L’amplification de l’armoire murale de salle d’eau en armoires multiples posées sur le sol est corrélative d’un double mouvement ; la faible surface des portes miroirs ne permet d’examiner le corps qu’au prix de contorsions ; les armoires à glaces se trouvant dans des espaces partagés, elles sont plus appropriées à la correction du détail vestimentaire qu’à l’examen approfondi du corps dévêtu ; la surface du miroir mural de salle de bain augmente donc et à mesure que l'image du corps se dissocie du contenu de l’armoire ; cette évolution est corrélative à un nouveau rapport au corps qui s’instaure, toujours plus structuré par le regarder et moins par le voir ; à mesure que diminue l’importance de la posture, le vêtement apparaît comme l’imposture qui cache un corps de plus en plus dévêtu de ses fonctions symboliques ; et l’on constate parallèlement la généralisation d’un rapport consumériste à l’image obscène, qui est une tentative de guérison de l’impasse sexuelle du narcissisme.
Quant au contenu diversifié et amplifié des armoires à pharmacie, il correspond de plus en plus à une stratification de rebuts de traitements d’un corps morcelé par l’imaginaire sexuel du moment, où le regard prédomine, où le bien-être est coupé du réel du corps du fait de l’absence d’une médiatisation verbale.
Il y aurait long à dire sur le contenu plus ou moins « hard » des drogues (pharmakon) qui s’y trouvent enlisées, toutes incapables de procurer la retrouvaille avec le plaisir dont elles seraient, semble-t-il, le détour obligé.
La place de la psychanalyse dans les esprits se trouve, actuellement semble-t-il, accolée à l’existence de cette envahissante boîte à pharmacie, pour s’adjoindre à elle et pallier à son insuffisance de structure, à organiser la vie psychique autrement que sur le mode symptomatique.

**Travail demandé:**
(1) D'après le document source, à quoi les armoires à glaces situées dans des espaces partagés conviennent-elles mieux qu'à l'examen approfondi du corps dévêtu ?
(2) Réécrivez le passage du document source qui commence par les mots « Il y aurait » et s'arrête après « le mode symptomatique. », en remplaçant « boîte à pharmacie » par « armoire à pharmacie ».
La liste n'est pas nécessaire pour faire ce travail.

**Matériel d'étude:**

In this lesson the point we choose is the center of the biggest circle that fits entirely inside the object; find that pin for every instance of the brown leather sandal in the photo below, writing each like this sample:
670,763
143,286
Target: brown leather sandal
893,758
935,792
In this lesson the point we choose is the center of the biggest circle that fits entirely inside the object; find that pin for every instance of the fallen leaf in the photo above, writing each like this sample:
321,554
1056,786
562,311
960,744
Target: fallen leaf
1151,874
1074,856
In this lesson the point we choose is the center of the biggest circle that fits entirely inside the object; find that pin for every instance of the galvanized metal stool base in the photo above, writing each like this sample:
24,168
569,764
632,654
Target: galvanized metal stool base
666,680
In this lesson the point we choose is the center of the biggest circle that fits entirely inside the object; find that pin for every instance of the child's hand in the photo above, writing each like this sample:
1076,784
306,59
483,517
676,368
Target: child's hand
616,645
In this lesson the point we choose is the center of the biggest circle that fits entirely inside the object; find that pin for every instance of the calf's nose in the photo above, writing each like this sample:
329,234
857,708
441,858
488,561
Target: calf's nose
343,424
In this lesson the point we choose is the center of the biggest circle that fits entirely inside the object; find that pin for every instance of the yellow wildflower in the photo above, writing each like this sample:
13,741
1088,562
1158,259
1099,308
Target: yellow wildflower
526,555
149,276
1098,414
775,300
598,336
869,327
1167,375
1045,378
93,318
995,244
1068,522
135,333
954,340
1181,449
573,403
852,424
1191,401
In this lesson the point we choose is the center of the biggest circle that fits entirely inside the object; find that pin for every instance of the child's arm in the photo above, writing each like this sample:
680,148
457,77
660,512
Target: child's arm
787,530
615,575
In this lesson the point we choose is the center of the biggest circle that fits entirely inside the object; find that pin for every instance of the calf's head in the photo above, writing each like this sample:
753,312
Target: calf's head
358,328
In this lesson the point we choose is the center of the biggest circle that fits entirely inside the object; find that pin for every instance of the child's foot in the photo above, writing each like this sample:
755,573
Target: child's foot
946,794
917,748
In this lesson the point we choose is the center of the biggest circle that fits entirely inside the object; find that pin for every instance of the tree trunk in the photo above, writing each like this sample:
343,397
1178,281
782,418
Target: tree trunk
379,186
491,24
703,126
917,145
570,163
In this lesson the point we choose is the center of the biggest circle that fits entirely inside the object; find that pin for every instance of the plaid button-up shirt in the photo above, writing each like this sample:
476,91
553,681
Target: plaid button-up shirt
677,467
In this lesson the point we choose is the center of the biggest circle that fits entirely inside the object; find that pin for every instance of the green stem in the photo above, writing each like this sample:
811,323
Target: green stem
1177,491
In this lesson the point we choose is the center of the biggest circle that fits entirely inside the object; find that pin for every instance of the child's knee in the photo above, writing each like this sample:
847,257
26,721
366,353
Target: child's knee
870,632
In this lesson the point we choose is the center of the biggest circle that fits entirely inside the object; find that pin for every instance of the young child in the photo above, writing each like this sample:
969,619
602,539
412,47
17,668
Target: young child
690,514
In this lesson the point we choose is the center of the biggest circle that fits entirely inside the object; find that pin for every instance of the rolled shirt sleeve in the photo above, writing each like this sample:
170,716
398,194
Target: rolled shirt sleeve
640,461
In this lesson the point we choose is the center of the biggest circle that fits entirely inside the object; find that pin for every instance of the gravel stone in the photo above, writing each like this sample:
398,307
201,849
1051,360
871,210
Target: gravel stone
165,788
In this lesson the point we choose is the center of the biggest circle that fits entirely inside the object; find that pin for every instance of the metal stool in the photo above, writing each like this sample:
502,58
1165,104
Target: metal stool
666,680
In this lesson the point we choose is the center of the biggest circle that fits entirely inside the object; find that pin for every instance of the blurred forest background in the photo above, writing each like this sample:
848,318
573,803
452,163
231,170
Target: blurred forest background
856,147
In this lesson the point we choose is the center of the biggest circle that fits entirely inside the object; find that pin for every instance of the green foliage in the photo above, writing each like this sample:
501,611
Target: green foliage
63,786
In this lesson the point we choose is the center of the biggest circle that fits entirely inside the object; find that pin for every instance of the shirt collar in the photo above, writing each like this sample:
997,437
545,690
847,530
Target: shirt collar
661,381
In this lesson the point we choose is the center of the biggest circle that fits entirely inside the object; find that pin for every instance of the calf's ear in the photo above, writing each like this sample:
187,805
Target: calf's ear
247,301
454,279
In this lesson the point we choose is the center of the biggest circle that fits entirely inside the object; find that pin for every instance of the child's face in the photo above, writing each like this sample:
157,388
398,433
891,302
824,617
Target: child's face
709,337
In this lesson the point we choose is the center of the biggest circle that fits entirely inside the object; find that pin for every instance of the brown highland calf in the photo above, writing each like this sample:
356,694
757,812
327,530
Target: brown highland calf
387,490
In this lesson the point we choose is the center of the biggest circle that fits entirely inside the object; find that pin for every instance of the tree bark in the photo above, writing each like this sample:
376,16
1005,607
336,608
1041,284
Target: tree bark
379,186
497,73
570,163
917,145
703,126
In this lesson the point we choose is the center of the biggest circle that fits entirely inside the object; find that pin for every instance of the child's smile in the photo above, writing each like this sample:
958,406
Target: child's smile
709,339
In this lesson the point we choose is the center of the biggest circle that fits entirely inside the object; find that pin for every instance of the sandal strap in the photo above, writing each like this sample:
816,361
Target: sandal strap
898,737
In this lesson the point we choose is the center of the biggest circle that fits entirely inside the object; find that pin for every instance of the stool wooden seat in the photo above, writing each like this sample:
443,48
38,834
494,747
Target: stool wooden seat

**Corrigé:**
(1) À la correction du détail vestimentaire.

(2)
Il y aurait long à dire sur le contenu plus ou moins « hard » des drogues (pharmakon) qui s’y trouvent enlisées, toutes incapables de procurer la retrouvaille avec le plaisir dont elles seraient, semble-t-il, le détour obligé.
La place de la psychanalyse dans les esprits se trouve, actuellement semble-t-il, accolée à l’existence de cette envahissante armoire à pharmacie, pour s’adjoindre à elle et pallier à son insuffisance de structure, à organiser la vie psychique autrement que sur le mode symptomatique.